### EXERCISE
Starting at the first line of the data and stopping after the line that contains "231), (17, 227)]", convert those lines into a JSON list of strings with one string per line. Leave out blank lines.

※

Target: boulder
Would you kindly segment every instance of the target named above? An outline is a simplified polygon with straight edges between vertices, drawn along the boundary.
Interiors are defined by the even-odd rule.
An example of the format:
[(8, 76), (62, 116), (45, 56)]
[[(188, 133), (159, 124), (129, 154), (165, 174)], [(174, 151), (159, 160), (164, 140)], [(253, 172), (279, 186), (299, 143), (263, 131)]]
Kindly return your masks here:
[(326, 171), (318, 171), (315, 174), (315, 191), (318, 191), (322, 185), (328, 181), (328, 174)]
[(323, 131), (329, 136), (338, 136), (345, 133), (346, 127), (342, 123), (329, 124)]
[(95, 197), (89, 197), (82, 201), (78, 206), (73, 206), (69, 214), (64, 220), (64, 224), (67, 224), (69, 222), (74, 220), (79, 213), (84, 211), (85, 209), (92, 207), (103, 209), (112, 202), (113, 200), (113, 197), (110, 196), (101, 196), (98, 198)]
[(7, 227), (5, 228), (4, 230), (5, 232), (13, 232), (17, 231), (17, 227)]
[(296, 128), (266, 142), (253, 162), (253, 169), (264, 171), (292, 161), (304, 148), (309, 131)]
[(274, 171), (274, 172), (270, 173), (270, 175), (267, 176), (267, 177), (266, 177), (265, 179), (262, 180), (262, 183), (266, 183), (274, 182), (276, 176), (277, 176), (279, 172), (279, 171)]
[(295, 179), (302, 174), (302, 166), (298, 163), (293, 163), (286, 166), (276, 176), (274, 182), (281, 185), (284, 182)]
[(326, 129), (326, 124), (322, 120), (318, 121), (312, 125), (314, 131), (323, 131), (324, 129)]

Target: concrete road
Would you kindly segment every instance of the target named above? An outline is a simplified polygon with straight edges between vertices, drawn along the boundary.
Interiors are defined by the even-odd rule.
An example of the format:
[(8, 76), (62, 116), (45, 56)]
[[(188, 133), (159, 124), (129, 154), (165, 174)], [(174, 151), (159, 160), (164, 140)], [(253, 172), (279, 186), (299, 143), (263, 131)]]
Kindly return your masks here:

※

### CORRECT OUTPUT
[
  "Target: boulder",
  "Would you kindly segment every instance of the target named above? An outline is a simplified polygon with straight edges between vertices, drawn along the boundary.",
  "Interiors are defined by the even-odd rule.",
  "An example of the format:",
  "[(8, 76), (62, 116), (45, 56)]",
  "[[(188, 133), (159, 124), (129, 154), (165, 174)], [(174, 151), (159, 160), (164, 140)], [(253, 172), (279, 186), (299, 143), (263, 131)]]",
  "Kindly return your masks here:",
  "[(326, 171), (318, 171), (315, 174), (315, 191), (318, 191), (322, 185), (328, 181), (328, 174)]",
  "[(323, 131), (329, 136), (338, 136), (345, 133), (346, 127), (342, 123), (329, 124)]",
  "[(95, 197), (89, 197), (82, 201), (78, 206), (73, 206), (69, 214), (64, 220), (64, 224), (67, 224), (69, 222), (74, 220), (79, 213), (84, 211), (85, 209), (92, 207), (103, 209), (112, 202), (113, 200), (113, 197), (110, 196), (101, 196), (98, 198)]",
  "[(7, 227), (5, 228), (4, 230), (5, 232), (13, 232), (17, 231), (17, 227)]"
]